• Required work:
Identify each line in the rows below that contains the string "leaf" and copy those lines in full. Case counts.
_ _ _ _ _ _ _
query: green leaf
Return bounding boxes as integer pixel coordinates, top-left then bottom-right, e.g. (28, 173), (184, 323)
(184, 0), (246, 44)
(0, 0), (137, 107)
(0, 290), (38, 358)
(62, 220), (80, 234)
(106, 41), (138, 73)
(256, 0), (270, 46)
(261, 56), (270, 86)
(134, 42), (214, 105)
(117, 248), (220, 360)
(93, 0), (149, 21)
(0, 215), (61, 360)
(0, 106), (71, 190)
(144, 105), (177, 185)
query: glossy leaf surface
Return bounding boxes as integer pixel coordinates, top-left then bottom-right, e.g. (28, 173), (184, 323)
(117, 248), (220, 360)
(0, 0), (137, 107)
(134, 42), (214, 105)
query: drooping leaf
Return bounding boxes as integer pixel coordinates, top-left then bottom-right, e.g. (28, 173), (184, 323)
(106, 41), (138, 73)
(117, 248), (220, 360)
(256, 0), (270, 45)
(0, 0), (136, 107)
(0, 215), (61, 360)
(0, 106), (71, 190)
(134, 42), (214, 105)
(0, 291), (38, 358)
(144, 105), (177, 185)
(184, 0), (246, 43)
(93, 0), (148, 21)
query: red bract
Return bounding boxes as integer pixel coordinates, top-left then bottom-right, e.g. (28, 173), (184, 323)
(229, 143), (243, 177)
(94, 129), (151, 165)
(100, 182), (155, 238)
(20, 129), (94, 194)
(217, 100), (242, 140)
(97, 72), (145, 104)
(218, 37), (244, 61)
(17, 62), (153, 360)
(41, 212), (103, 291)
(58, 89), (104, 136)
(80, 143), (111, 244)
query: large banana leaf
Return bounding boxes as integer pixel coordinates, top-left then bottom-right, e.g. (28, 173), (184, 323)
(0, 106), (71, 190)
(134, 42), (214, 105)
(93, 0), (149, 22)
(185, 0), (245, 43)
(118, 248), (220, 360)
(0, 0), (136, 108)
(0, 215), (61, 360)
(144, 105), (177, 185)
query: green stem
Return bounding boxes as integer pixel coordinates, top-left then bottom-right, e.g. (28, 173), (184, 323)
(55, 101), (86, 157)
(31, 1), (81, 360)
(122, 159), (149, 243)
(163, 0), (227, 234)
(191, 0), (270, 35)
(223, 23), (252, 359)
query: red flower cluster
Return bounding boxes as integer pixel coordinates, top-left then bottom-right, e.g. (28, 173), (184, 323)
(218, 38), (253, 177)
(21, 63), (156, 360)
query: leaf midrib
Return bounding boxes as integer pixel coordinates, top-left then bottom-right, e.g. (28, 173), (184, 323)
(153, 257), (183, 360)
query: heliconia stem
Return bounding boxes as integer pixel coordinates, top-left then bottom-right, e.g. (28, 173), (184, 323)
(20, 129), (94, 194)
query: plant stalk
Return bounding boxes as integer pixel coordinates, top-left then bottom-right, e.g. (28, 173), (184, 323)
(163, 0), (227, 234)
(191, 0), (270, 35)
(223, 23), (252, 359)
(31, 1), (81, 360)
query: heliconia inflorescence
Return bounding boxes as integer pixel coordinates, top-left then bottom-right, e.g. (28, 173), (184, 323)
_ _ _ _ _ _ _
• Written reply:
query: green leaf
query: glossy leaf surface
query: drooping leaf
query: large banana leaf
query: leaf midrib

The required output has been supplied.